Task requirements:
[1] In the article on Apple's iPhone event, write out everything from "It would have" down to "of Wednesday's selling." again, substituting "money manager" for "investment professional".
[2] Answer these questions using the article on Apple's iPhone event:
(a) By what percentage did Apple shares drop on Wednesday?
(b) What discount has Apple previously offered on the older version of its phones compared with the current one?
(c) On which blog does John Gruber make his point about Apple's "two-sibling family"?

Excerpt provided:
Friday, February 13, 2015

Why Wall Street Got Apple Wrong This Week

BALTIMORE (Stockpickr) -- Today may be Friday the 13th, but Apple's (AAPL) bad luck came on Wednesday, when shares dropped 5.4% on the heels of the firm's highly anticipated iPhone event. Apparently, the new iPhones were bad enough to erase $27.1 billion from Apple's market capitalization. Ouch.

Apple would literally have been better off buying Nokia (NOK) and Blackberry (BBRY), shutting down their businesses, giving away their patents, and burning their offices, than releasing the iPhone 5s and iPhone 5c.

It would have destroyed less shareholder value.

But that should be the first indication that Wall Street got Apple very wrong this week.

Before we get any further, I want to make one thing clear: this isn't some "unbiased" article about Apple. I'm no journalist. In my day job, I'm an investment professional -- I pick stocks, and I've recently built a position in Apple. So yes, I'm talking my book right now. But that doesn't make what I'm about to say any less true.

For most of this year, I've said that Apple looks cheap, but that I wouldn't touch it with a 10-foot pole. Apple's stock sucked. But that's changing, even in spite of Wednesday's selling.

Dissecting the iPhone Event

The second Apple's price started reacting to the firm's Tuesday event, it was clear that Wall Street got it all wrong.

Every other year, Apple announces an all-new iPhone – and in between those years, Apple announces a faster, slightly upgraded "S" model. Last fall, Apple released the iPhone 5, so the announcement of the 5s wasn't a huge surprise. But the 5c was a departure from Apple's past strategy.

Previously, Apple has always offered the older version of their phones for a $100 discount to the current iteration. That meant that the iPhone 5 was likely to go on offer for $99 with a 2-year contract when the iPhone 5s was announced. But the introduction of the 5c changed that, repackaging the iPhone 5 into colorful plastic cases with a few minor upgrades (a better front-facing camera and bigger battery, for example).

Basically, the iPhone 5c changes Apple's lower-cost offering from a dated model into a new one – a new one that's cheaper to make. That change means that phone buyers choosing between the lower-cost iPhone variant or a similar-priced Android competitor are no longer choosing between old and new.

It also widens the gap between the top of the line iPhone and the less expensive model by changing differentiating their appearance, a factor that's more important to non-technical consumers than analysts are giving credit for.

This isn't the first time Apple has split a product line into two pieces. As Apple follower John Gruber points out on his Daring Fireball blog, Apple has had huge success marketing its computers as a "two-sibling family": with a consumer model that appeals to non-techies and a "prosumer" model that packs more horsepower.

Apple took its successful approach to iPhone's mid-cycle refresh, and improved it. So, why did shares sell off? The price.

Given information:
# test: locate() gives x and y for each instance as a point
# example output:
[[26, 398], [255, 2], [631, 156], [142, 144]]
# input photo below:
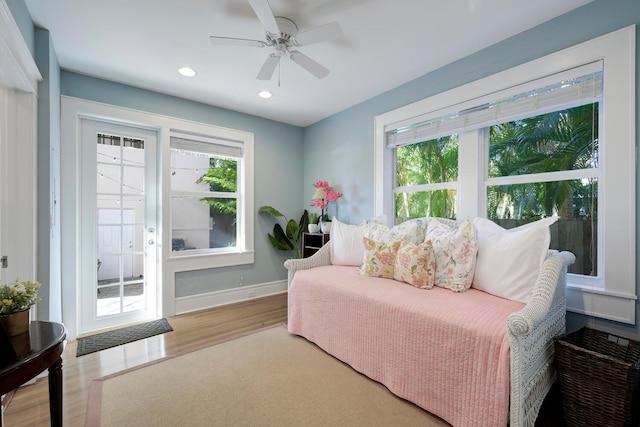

Answer list:
[1]
It would have destroyed less shareholder value.

But that should be the first indication that Wall Street got Apple very wrong this week.

Before we get any further, I want to make one thing clear: this isn't some "unbiased" article about Apple. I'm no journalist. In my day job, I'm an money manager -- I pick stocks, and I've recently built a position in Apple. So yes, I'm talking my book right now. But that doesn't make what I'm about to say any less true.

For most of this year, I've said that Apple looks cheap, but that I wouldn't touch it with a 10-foot pole. Apple's stock sucked. But that's changing, even in spite of Wednesday's selling.

[2]
(a) 5.4%
(b) $100
(c) Daring Fireball